▶ **REQUEST**
Both the line containing "In the image above, can you pinpoint the recessed" and the last line of the listing are included: write out exactly the lines from one to the other.
"""
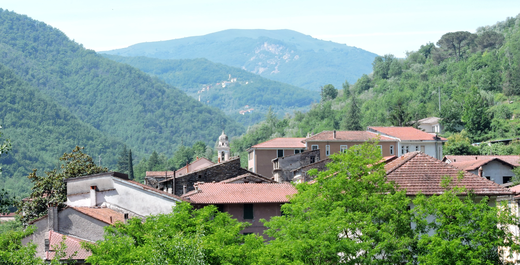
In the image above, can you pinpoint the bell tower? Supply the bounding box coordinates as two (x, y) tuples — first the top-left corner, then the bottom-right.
(217, 131), (231, 163)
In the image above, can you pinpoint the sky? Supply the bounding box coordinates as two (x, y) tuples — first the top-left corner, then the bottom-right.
(0, 0), (520, 58)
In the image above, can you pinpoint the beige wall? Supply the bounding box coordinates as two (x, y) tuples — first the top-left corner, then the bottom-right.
(307, 141), (397, 159)
(222, 203), (281, 237)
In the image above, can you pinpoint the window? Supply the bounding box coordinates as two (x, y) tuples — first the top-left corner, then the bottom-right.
(339, 145), (347, 153)
(244, 204), (254, 220)
(278, 149), (283, 157)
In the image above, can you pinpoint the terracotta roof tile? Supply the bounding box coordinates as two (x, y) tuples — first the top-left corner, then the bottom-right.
(71, 207), (125, 225)
(443, 155), (520, 167)
(220, 172), (277, 183)
(368, 127), (447, 141)
(182, 183), (297, 204)
(450, 157), (514, 171)
(45, 230), (92, 260)
(385, 152), (512, 196)
(252, 138), (305, 148)
(304, 131), (397, 142)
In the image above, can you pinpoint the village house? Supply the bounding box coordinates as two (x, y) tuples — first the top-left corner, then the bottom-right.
(442, 155), (520, 184)
(182, 182), (297, 238)
(417, 117), (443, 134)
(247, 138), (305, 177)
(22, 172), (185, 264)
(247, 127), (446, 181)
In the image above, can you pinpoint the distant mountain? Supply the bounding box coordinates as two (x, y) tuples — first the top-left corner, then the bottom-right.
(0, 9), (244, 184)
(103, 29), (377, 90)
(103, 54), (319, 125)
(0, 64), (124, 196)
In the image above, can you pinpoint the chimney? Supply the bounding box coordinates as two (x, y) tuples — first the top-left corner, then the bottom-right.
(90, 186), (97, 207)
(47, 206), (58, 231)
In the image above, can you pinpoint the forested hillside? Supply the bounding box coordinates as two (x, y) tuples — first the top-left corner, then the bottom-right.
(105, 29), (376, 91)
(102, 54), (319, 125)
(231, 15), (520, 162)
(0, 10), (242, 157)
(0, 64), (123, 196)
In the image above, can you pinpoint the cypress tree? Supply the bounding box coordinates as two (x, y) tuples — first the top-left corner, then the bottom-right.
(128, 149), (134, 179)
(342, 93), (363, 131)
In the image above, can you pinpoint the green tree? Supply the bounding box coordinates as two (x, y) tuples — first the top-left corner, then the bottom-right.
(341, 80), (350, 99)
(413, 173), (520, 265)
(262, 143), (414, 264)
(437, 31), (477, 61)
(320, 84), (338, 101)
(85, 202), (263, 265)
(18, 146), (108, 224)
(342, 94), (363, 131)
(128, 149), (134, 179)
(0, 226), (44, 264)
(444, 133), (479, 155)
(462, 87), (491, 141)
(117, 145), (129, 173)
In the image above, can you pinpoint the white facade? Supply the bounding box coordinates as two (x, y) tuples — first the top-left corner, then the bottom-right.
(67, 173), (182, 216)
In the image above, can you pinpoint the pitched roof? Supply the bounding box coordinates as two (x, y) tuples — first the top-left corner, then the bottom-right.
(70, 207), (125, 225)
(303, 131), (396, 142)
(450, 157), (515, 171)
(220, 172), (277, 183)
(368, 127), (447, 141)
(182, 183), (297, 204)
(417, 117), (441, 124)
(251, 138), (305, 148)
(442, 155), (520, 167)
(45, 230), (92, 260)
(385, 152), (512, 196)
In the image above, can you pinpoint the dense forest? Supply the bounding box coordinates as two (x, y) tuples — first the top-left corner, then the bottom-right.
(102, 54), (319, 126)
(104, 29), (377, 91)
(0, 9), (248, 196)
(0, 11), (242, 154)
(0, 64), (124, 196)
(231, 15), (520, 163)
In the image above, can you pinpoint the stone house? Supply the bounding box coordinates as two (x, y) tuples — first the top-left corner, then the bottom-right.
(22, 172), (185, 264)
(154, 157), (258, 196)
(442, 155), (520, 184)
(368, 127), (447, 159)
(182, 182), (297, 237)
(272, 149), (320, 183)
(247, 138), (306, 177)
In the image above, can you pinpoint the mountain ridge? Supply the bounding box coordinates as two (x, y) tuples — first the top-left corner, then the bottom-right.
(99, 29), (377, 90)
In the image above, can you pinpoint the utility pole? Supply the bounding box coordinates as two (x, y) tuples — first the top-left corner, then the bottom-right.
(439, 87), (441, 112)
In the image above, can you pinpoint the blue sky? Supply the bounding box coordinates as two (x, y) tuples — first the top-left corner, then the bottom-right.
(0, 0), (520, 57)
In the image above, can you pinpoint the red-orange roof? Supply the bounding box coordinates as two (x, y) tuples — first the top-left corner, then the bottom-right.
(71, 207), (125, 225)
(385, 152), (512, 196)
(304, 131), (397, 142)
(182, 183), (296, 204)
(252, 138), (305, 149)
(45, 230), (92, 260)
(443, 155), (520, 167)
(368, 127), (447, 141)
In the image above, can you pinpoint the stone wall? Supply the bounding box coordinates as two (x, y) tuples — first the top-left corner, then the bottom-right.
(273, 150), (320, 182)
(170, 157), (250, 196)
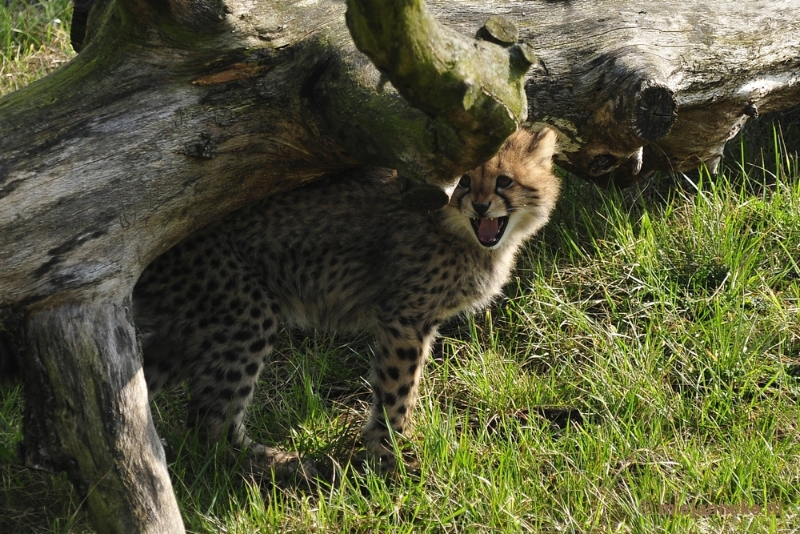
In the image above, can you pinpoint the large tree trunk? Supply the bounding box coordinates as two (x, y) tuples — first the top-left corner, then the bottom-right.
(0, 0), (800, 532)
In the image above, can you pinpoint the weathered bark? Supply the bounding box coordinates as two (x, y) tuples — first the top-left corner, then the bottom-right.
(0, 0), (800, 532)
(25, 295), (183, 534)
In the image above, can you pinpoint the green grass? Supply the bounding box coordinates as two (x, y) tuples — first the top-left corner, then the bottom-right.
(0, 3), (800, 533)
(0, 0), (75, 96)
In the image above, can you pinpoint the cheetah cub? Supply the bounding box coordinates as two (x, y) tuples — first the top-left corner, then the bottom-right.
(134, 129), (559, 471)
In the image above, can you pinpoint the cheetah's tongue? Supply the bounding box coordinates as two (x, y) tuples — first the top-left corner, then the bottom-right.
(478, 218), (500, 243)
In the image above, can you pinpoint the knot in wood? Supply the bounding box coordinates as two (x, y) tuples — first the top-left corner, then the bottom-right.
(397, 176), (450, 213)
(744, 102), (758, 119)
(475, 15), (519, 47)
(633, 84), (678, 142)
(509, 43), (538, 70)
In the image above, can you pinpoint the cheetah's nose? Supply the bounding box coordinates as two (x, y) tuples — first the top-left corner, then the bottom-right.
(472, 202), (491, 217)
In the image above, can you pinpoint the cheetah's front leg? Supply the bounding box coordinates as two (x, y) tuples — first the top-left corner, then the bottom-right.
(363, 321), (436, 471)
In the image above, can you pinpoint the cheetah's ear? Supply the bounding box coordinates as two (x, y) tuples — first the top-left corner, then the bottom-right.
(528, 127), (557, 169)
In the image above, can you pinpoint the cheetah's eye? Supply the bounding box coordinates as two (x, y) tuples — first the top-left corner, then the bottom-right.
(497, 174), (513, 187)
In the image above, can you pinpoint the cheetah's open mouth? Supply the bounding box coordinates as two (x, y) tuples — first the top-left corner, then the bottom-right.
(470, 216), (508, 247)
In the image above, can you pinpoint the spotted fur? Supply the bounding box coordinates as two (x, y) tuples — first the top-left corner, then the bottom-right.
(134, 129), (559, 476)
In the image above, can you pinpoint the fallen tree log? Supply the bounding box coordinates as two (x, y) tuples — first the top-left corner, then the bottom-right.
(0, 0), (800, 532)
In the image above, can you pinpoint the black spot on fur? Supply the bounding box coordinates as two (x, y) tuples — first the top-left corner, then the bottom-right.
(247, 338), (267, 353)
(386, 366), (400, 380)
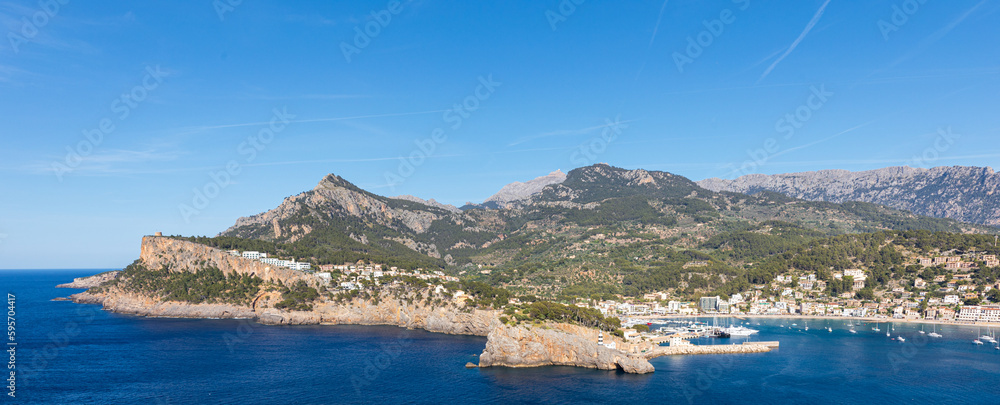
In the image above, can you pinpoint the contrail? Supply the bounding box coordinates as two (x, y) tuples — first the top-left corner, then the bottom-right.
(757, 0), (830, 83)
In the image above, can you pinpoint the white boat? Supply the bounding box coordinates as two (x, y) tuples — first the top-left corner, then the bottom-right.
(979, 326), (997, 343)
(927, 324), (943, 337)
(722, 326), (760, 337)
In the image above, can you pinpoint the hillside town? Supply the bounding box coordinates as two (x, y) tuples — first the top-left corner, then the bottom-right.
(226, 250), (459, 290)
(577, 254), (1000, 323)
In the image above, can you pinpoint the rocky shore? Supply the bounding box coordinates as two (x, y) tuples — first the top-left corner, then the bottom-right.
(59, 237), (766, 374)
(56, 271), (119, 288)
(479, 323), (654, 374)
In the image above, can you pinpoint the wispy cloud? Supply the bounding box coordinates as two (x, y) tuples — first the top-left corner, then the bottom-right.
(507, 120), (635, 146)
(22, 149), (184, 176)
(237, 94), (372, 100)
(635, 0), (670, 80)
(176, 110), (448, 132)
(726, 121), (873, 177)
(882, 0), (989, 70)
(757, 0), (836, 83)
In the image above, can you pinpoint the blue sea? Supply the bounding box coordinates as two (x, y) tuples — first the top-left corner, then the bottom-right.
(0, 270), (1000, 405)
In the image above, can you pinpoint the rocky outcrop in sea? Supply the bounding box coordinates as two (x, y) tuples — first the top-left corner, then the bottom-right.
(479, 323), (654, 374)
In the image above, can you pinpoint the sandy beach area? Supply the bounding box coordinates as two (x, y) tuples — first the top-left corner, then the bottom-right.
(627, 314), (1000, 328)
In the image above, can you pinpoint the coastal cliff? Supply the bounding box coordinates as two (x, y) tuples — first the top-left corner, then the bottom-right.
(56, 271), (118, 288)
(479, 323), (654, 374)
(63, 236), (653, 374)
(139, 236), (320, 286)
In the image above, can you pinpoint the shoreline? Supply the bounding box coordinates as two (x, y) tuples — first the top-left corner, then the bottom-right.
(628, 314), (1000, 328)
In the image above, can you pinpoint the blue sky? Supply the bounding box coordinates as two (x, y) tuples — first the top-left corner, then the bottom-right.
(0, 0), (1000, 268)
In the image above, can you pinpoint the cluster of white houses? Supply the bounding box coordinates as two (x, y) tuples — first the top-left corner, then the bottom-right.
(917, 254), (1000, 270)
(226, 250), (312, 271)
(577, 294), (1000, 323)
(316, 261), (458, 290)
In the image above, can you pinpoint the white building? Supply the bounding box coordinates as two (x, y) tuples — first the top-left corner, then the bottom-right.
(958, 305), (1000, 322)
(844, 269), (868, 281)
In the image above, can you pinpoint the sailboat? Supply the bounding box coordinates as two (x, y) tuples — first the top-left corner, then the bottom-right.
(979, 326), (997, 343)
(927, 324), (942, 337)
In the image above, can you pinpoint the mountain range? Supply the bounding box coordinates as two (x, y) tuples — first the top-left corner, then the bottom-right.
(698, 166), (1000, 226)
(211, 164), (994, 295)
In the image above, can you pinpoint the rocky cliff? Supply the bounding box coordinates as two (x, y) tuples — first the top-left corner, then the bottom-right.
(56, 271), (118, 288)
(139, 236), (322, 286)
(698, 166), (1000, 226)
(221, 174), (451, 242)
(479, 323), (654, 374)
(65, 236), (653, 373)
(483, 170), (566, 206)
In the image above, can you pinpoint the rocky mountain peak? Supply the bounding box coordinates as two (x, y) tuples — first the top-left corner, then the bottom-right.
(698, 166), (1000, 226)
(484, 169), (566, 205)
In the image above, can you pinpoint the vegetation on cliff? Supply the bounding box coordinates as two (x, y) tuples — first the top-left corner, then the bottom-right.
(274, 280), (319, 311)
(103, 260), (263, 305)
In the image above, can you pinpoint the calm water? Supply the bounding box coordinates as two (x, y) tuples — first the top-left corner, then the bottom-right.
(0, 270), (1000, 405)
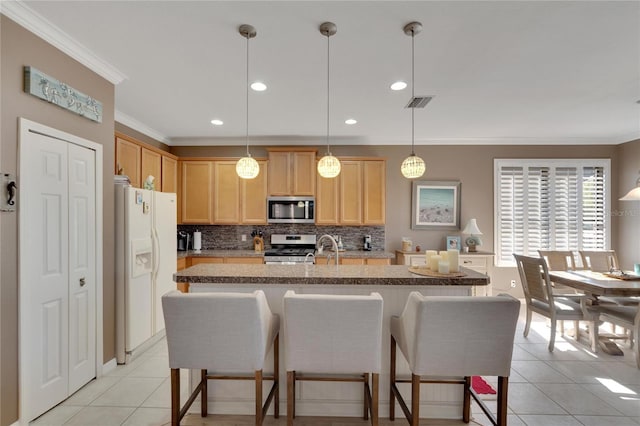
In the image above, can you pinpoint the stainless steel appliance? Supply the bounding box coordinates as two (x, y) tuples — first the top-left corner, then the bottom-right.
(267, 197), (315, 223)
(264, 234), (316, 265)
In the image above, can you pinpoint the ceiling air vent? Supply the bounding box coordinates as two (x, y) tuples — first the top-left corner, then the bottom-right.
(405, 96), (433, 108)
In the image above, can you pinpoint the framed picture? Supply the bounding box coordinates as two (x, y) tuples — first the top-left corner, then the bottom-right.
(447, 236), (462, 251)
(411, 181), (460, 230)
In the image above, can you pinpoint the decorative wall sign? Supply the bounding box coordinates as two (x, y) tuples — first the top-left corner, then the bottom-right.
(24, 66), (102, 123)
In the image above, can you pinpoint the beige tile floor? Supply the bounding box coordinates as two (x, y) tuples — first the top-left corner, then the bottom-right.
(31, 302), (640, 426)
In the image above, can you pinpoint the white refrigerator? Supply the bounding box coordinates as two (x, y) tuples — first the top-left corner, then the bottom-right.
(115, 184), (177, 364)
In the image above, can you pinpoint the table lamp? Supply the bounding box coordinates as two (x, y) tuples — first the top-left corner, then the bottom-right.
(462, 219), (482, 252)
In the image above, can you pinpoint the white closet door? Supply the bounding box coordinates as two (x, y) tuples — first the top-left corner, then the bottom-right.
(68, 144), (96, 394)
(20, 133), (69, 420)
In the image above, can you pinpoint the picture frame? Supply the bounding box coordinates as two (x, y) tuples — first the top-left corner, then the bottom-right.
(411, 180), (461, 230)
(446, 235), (462, 251)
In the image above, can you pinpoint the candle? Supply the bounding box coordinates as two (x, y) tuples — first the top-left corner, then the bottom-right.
(448, 249), (460, 272)
(425, 250), (438, 269)
(429, 254), (442, 271)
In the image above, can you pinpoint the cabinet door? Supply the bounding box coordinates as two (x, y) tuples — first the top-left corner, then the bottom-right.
(291, 151), (316, 196)
(115, 137), (142, 188)
(162, 155), (178, 192)
(140, 148), (162, 191)
(316, 175), (340, 225)
(268, 151), (291, 195)
(339, 161), (362, 225)
(362, 160), (386, 225)
(213, 161), (240, 225)
(241, 161), (267, 225)
(181, 161), (213, 223)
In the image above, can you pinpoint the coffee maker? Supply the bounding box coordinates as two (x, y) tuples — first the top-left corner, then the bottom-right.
(362, 235), (371, 251)
(178, 231), (189, 251)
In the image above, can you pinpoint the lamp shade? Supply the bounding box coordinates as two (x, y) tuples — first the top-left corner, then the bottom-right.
(462, 219), (482, 235)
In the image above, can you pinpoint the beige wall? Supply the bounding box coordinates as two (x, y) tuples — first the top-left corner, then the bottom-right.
(171, 141), (620, 297)
(0, 15), (115, 426)
(612, 139), (640, 270)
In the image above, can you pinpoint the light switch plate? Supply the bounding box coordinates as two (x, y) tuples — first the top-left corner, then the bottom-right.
(0, 173), (18, 212)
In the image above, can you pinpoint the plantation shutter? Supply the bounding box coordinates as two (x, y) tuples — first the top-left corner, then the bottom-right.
(494, 159), (610, 266)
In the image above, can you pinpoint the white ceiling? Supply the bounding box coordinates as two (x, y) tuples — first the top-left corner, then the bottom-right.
(9, 1), (640, 145)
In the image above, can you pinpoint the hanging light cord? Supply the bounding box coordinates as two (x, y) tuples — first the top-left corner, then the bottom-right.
(327, 33), (331, 155)
(245, 35), (251, 157)
(411, 30), (416, 155)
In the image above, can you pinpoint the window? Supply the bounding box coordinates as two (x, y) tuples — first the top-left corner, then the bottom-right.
(494, 159), (611, 266)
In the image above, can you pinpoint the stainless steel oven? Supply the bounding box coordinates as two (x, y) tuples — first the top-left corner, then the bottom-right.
(267, 197), (316, 223)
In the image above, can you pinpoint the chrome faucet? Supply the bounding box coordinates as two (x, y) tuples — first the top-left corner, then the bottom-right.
(316, 234), (338, 266)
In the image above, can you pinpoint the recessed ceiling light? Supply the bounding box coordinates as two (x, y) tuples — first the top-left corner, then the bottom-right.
(391, 81), (407, 90)
(251, 81), (267, 92)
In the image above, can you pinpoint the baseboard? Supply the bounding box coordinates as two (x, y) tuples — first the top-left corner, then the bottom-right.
(102, 358), (118, 374)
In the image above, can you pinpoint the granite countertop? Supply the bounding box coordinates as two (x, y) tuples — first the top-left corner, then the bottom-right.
(173, 264), (489, 286)
(178, 250), (395, 259)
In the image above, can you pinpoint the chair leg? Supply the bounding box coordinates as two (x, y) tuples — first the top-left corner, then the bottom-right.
(411, 374), (420, 426)
(287, 371), (296, 426)
(171, 368), (180, 426)
(522, 306), (532, 337)
(371, 373), (380, 426)
(462, 376), (471, 423)
(273, 334), (280, 419)
(496, 376), (509, 426)
(549, 318), (557, 352)
(255, 370), (262, 426)
(362, 373), (369, 420)
(200, 370), (209, 417)
(389, 336), (396, 420)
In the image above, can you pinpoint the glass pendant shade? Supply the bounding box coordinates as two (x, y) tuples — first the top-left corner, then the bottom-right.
(400, 154), (427, 179)
(318, 152), (340, 178)
(236, 156), (260, 179)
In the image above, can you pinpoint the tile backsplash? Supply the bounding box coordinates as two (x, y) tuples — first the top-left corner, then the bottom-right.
(178, 224), (385, 250)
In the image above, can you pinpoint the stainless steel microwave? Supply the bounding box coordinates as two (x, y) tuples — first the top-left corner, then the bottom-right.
(267, 197), (316, 223)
"""
▶ **ANSWER TO THE PROBLEM**
In the image above, can you pinpoint the recessed ceiling light? Supply the bounding box coordinates as two (x, y) tuples — first the top-left corner, then the bottom-right.
(391, 81), (407, 90)
(251, 81), (267, 92)
In the image above, can you pinpoint the baseboard? Supply the bounding box coordinates as two (x, y) tuples — first the top-left corner, then the bottom-right.
(102, 358), (118, 374)
In the image above, can you pinpoint the granite countertop? Supply the bounding box coordinates as two (x, y) tuples — first the top-left corner, then the bottom-right.
(173, 264), (489, 286)
(178, 250), (395, 259)
In the image above, can you pinpoint the chair leg? Supply the bounding box coordinates as two (x, y) tuples — first the top-left corner, then the bottom-right.
(411, 374), (420, 426)
(287, 371), (296, 426)
(171, 368), (180, 426)
(522, 306), (532, 337)
(371, 373), (380, 426)
(462, 376), (471, 423)
(273, 334), (280, 419)
(496, 376), (509, 426)
(549, 318), (557, 352)
(255, 370), (262, 426)
(362, 373), (369, 420)
(200, 370), (209, 417)
(389, 336), (396, 420)
In the image above, can you pinpoint the glass pendant shade? Supply the bounding box coordinates as two (x, y) tuples — first the top-left corner, then the bottom-right.
(400, 154), (427, 179)
(318, 152), (340, 178)
(236, 156), (260, 179)
In the image above, can you pinpoint the tile backsplash? Supply the bounding box coordinates as two (x, y) tuples — first the top-left corner, then the bottom-right.
(178, 224), (385, 250)
In the image above, can you pinpoint the stainless steel microwave? Supply the bounding box coordinates as two (x, y) tuples — first the top-left corner, then the bottom-right.
(267, 197), (316, 223)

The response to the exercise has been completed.